==== Pasaje
Hace algunos años, una radio de música clásica tenía un programa dedicado a la música coral. En la apertura, el locutor proponía bajo la forma del anuncio: los coros, entusiastas anónimos. Desde que el italiano Salvatore Caputo asumió su dirección, el Coro Estable del Teatro Colón perfeccionó esa definición: ganó entusiasmo y perdió anonimato. Tal vez por eso se lució en cada título de la última temporada y tuvo actuaciones notables, con elogios unánimes, en Borís Godunov y Turandot. “Pero lo que costó verdaderamente fue Las bodas de Stravinsky porque el ritmo cambia continuamente”, explica Caputo, que tocó esa obra como pianista antes de la tarea que cumplió como maestro ayudante en el Teatro Comunal de Florencia.
Las exigencias para 2007 no son, por su parte, menores. Para empezar, subirán Mefistofeles y Sansón y Dalila, dos óperas eminentemente corales. “Otra cosa que me gusta de este año es que tenemos conciertos de coro solo. “Vamos a hacer el Réquiem de Fauré con órgano. Esto permite llegar a los barrios”, se entusiasma y muestra que, más allá de sus innegables méritos como director, le apasiona sinceramente la difusión del teatro lírico.
—Usted asumió en un momento difícil del teatro. ¿Cómo fue el primer contacto con el coro?
—Terrible. Para colmo, a los dos meses cambió toda la dirección del teatro. Ahora me llaman el sobreviviente. Los directores viejos dicen que si uno consigue que lo quiera el 30% del cuerpo, ya puede dirigir el coro. Parece que en este momento tengo mucho más, pero cuando me acerque a ese porcentaje el coro tiene que cambiar de director.
========
==== Ítems proporcionados
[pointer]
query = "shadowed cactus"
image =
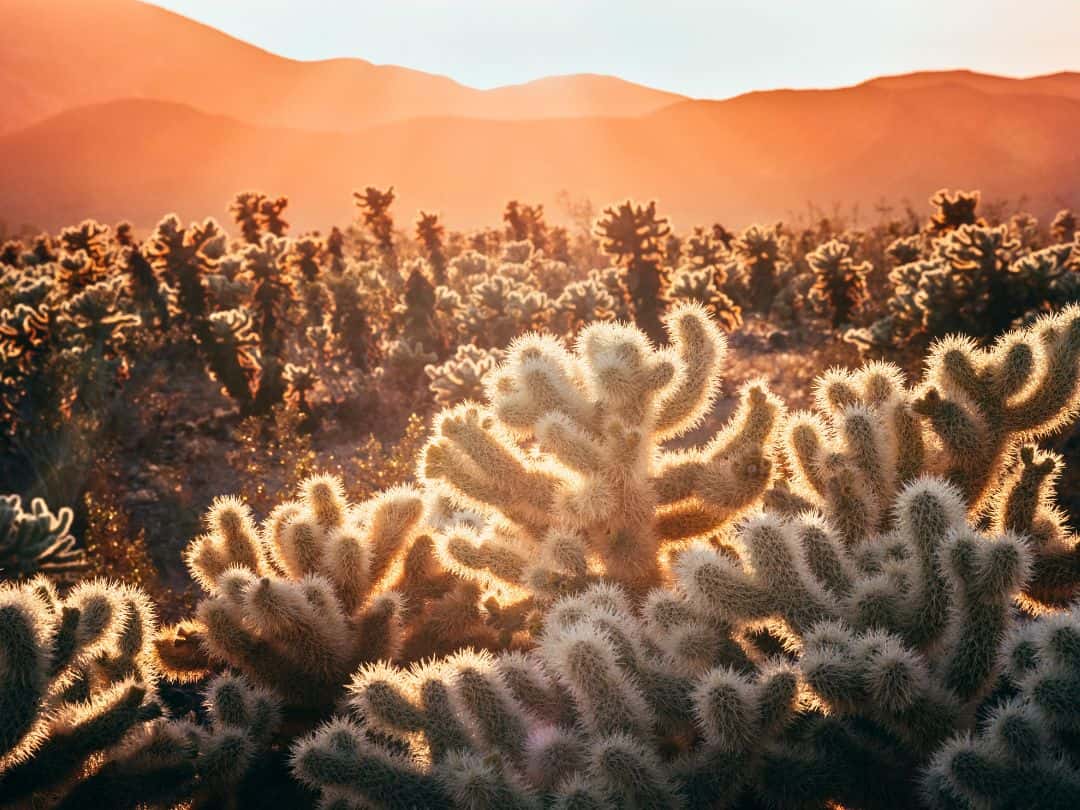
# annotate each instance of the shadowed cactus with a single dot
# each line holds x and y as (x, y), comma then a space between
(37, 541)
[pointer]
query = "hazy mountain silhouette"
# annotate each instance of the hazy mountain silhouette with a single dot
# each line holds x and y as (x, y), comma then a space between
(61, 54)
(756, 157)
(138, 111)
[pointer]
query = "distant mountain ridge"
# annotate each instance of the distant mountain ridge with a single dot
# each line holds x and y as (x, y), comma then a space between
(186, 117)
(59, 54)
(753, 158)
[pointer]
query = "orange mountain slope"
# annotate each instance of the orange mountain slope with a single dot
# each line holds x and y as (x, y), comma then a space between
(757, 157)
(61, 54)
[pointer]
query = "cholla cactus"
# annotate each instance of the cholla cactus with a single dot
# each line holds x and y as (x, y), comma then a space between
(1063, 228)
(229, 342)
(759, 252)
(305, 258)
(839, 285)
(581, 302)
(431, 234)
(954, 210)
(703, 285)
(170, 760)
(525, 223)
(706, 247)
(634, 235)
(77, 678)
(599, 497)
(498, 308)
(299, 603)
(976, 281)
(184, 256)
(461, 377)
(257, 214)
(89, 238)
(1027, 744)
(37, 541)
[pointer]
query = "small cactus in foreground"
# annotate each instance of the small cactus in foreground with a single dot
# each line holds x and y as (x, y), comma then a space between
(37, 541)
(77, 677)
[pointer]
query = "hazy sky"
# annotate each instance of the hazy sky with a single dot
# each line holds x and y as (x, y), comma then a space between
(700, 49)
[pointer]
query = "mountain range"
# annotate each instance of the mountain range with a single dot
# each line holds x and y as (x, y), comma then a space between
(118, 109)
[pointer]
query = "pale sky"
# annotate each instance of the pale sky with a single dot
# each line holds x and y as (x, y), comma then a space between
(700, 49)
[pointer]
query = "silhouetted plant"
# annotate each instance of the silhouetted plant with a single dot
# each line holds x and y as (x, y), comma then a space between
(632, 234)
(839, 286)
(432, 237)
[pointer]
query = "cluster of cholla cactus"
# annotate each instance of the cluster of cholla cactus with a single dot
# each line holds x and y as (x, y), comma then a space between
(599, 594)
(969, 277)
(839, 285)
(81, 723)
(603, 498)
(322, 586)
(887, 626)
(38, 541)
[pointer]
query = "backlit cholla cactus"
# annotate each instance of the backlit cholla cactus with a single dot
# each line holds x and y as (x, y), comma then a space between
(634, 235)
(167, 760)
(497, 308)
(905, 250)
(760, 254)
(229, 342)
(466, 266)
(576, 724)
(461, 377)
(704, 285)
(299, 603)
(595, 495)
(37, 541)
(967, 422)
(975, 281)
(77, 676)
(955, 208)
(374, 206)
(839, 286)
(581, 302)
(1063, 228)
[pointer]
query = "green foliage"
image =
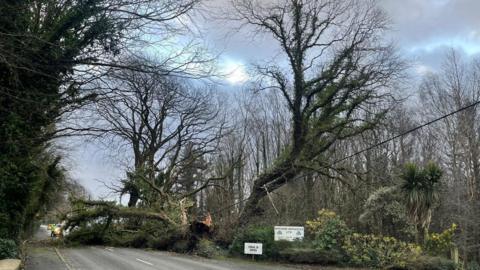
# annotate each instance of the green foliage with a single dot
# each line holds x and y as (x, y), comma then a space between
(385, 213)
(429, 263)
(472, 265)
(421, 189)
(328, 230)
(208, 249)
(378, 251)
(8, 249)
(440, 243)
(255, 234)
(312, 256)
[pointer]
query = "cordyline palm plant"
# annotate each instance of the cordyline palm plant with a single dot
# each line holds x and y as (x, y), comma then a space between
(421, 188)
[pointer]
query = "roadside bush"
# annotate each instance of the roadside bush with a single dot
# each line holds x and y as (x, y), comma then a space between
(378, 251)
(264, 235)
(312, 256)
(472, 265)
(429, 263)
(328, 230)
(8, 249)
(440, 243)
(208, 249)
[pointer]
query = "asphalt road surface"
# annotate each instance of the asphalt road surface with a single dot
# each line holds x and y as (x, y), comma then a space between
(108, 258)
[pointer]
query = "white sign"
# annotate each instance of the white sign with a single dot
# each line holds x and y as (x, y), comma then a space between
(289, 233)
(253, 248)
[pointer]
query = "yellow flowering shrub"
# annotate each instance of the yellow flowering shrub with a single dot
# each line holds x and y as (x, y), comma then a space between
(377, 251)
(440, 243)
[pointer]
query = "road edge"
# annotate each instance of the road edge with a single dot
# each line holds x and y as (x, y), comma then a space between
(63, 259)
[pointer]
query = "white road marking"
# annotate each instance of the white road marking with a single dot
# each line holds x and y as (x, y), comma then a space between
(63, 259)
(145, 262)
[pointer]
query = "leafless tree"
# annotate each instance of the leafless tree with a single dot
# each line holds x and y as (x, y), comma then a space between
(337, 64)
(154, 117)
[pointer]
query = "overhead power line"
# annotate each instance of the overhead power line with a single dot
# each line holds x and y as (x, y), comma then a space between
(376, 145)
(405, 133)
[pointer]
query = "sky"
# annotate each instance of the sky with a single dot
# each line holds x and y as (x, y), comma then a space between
========
Qué hacer
Según el pasaje sobre el coro del Teatro Colón, ¿qué obra de la última temporada fue la que verdaderamente más le costó al coro? Los ítems provienen de una fuente distinta a la del pasaje.

Resultado del ejercicio
Las bodas, de Stravinsky.